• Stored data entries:
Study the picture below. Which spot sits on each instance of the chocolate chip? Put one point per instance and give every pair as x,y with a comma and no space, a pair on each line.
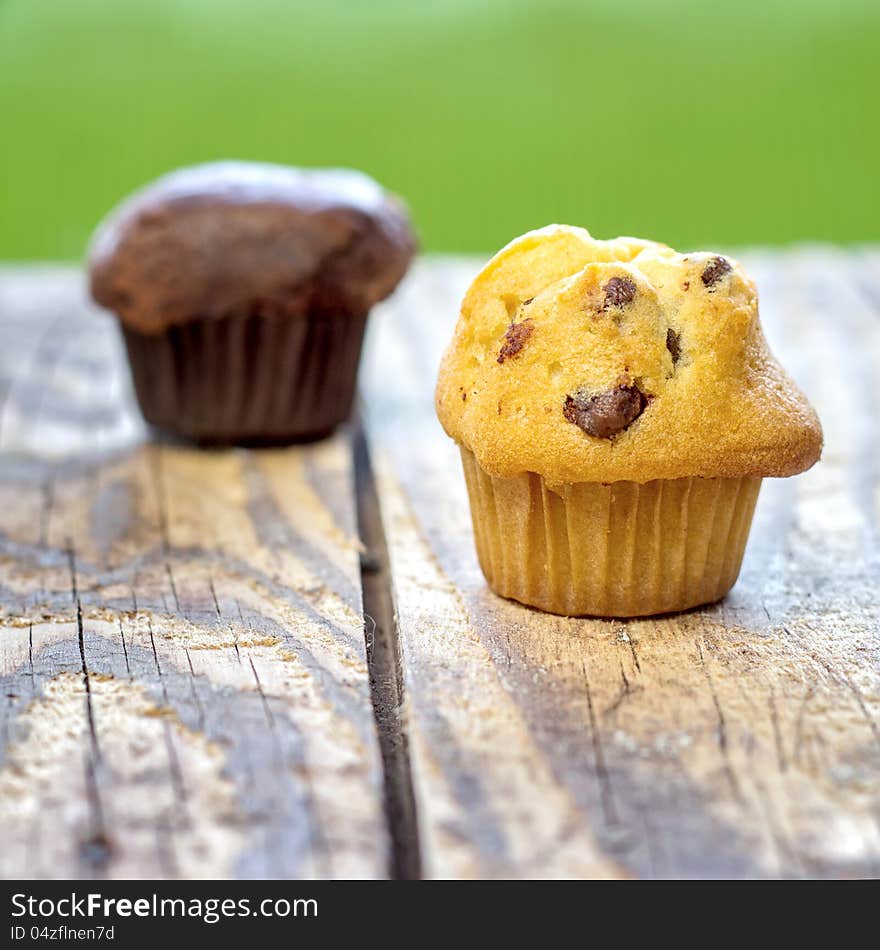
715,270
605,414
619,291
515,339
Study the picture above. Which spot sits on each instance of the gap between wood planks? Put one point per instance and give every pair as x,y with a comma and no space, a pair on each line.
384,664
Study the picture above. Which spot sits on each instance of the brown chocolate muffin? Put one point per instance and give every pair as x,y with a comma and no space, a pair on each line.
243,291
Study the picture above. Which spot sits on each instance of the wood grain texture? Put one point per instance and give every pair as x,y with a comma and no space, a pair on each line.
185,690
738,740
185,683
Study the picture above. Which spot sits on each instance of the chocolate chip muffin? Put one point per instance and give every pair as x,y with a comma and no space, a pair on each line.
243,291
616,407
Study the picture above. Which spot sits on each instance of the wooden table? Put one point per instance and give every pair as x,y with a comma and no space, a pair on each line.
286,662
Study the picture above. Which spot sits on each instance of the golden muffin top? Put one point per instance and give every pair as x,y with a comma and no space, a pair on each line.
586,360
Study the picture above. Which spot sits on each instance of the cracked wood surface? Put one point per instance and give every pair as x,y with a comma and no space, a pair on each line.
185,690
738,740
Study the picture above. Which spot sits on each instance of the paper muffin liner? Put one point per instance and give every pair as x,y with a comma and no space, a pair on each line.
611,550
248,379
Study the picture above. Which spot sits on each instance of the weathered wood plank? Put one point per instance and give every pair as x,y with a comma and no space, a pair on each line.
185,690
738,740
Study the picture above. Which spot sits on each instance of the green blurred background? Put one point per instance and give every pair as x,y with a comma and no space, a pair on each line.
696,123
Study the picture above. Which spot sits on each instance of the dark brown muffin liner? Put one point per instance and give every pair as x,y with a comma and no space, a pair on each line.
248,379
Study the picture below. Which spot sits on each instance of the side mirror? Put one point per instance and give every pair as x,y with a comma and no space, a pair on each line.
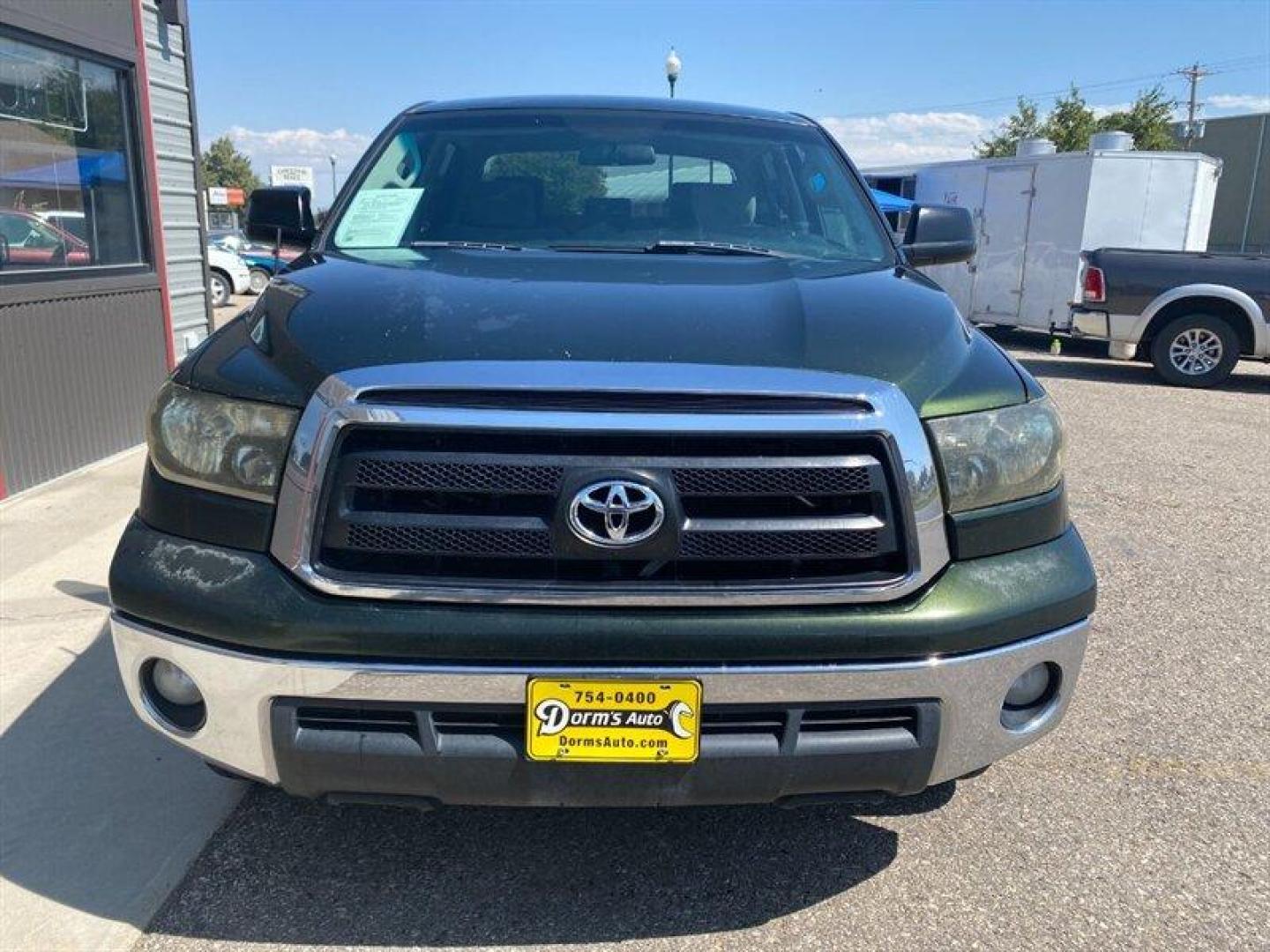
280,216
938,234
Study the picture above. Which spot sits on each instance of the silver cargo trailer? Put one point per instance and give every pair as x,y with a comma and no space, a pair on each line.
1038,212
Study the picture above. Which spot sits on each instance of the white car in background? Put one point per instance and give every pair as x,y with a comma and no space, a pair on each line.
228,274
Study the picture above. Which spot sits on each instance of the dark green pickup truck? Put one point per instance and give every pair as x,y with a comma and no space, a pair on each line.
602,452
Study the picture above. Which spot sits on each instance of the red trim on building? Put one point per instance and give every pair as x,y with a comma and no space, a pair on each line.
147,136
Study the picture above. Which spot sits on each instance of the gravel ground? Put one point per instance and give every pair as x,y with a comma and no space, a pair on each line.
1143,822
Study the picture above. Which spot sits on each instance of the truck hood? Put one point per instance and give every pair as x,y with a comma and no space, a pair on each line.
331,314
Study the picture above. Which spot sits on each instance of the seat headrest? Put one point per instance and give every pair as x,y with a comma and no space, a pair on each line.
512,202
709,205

• WHAT YOU WILL DO: Word for word, give back each entry from above, but skip any picture.

• TASK ANSWER:
Study the picture below. Which spot sits on each instance of the chocolate chip? Put one point per instance and give every pair as x,y with a comma and no space, a pair on each line.
715,270
605,414
619,291
515,339
Study the picture above. Which spot sits on each instance of the gap between wood planks? Put one point per instance and give every pair as x,y with a comma and no space, a pair on each line.
384,664
Study the picture above. Which spot sits on each instance of the brown chocolate muffin? Put one point per instance and give every pair as x,y with a comma and no space, a pair on each line.
243,291
Study the picture above. Which spot sits on each instance of the wood grain texture? Put one point per instance and give every pair as x,y with a comma and no space, a pair on each line.
185,690
738,740
185,683
Study the picture above. Which spot sits on each instance of the chocolate chip muffin? Put one point per instance and give every pair as x,y with a comma and no space, a pair on each line.
243,291
616,407
Study the picture above. Which spot sits on each instance of the wooden table? Put one point per instance and give every pair as x,y with a comma and no space, a pair on each line.
286,662
Study the picture above. Which spot sits on each instance of the golden muffin top? Put one point per instance and give every pair as x,y with a comma and no space, a pair on each line.
586,360
Study the picture above. Which spot sits on each instance of the cracked wood surface? Put one point per instance and give every pair as x,y with a comma and no space, a pair on each line.
185,690
738,740
Study the picture above. Which spot sits on each instance of the paper muffin liner? Put one point per instance and give every pair as x,y with a comma and no space, a pair on each line.
611,550
248,379
Study the picture above. Which spot sits on each instance of the weathered wood plank? Put one point per instance and give every pair as x,y with a comma and no space, a pair on each line.
185,690
738,740
Study the picture above. Which spot sits on each instance of the green blurred background? Put one point per instance and give every pair as x,y with a comma and no space, a pair on each line.
696,123
Study the picture above. Which spot sits on each instance of the dark brown muffin liner? Put one point per instance and give every pair as x,y with a comma and no space, a pair on each line.
248,379
Study the picture below. Which spot sits on each instance of the side mirror? Put one point per instance and give every pair as x,y with a comma and no space, a pair on each line.
280,216
938,234
Study the picture above. Which spot sits on each instance of the silver cargo trailer? Put one point per instance and give every pair as x,y with a comma and no space, a pair on each line.
1038,212
Study the picture above. Which spot sits on each instance of the white car in background? Put one point per instance and give every pair as x,y with a comma and no space, a pair on each line.
228,274
Study the picture above. Which spot sits on each instance of the dark green pickup truck? Put one point per instance and give every pair as x,y with a comma and no space, a pair on each line.
602,452
Study the picture above. Which spot sits on each instance of the red trim on building? Put one point per instance and give every pair as x,y with a comma and no space, a pair on each line.
147,136
Study the picture above. Which spot sits on each instance of the gravel ground? Put one point per instance and give every pair as x,y with a comma and no space, a pair on each line.
1143,822
Study the picture above. Which spot sits on each instance of the truck hood? Put one point per instance and give every pair as x,y with a comma and no space, a pair on each line.
331,314
Study the picture above. Which spot sits on each instance of the seat headrest? Put one point per instance and give every pair as x,y with a comma and no space, a pair on each line.
512,202
709,205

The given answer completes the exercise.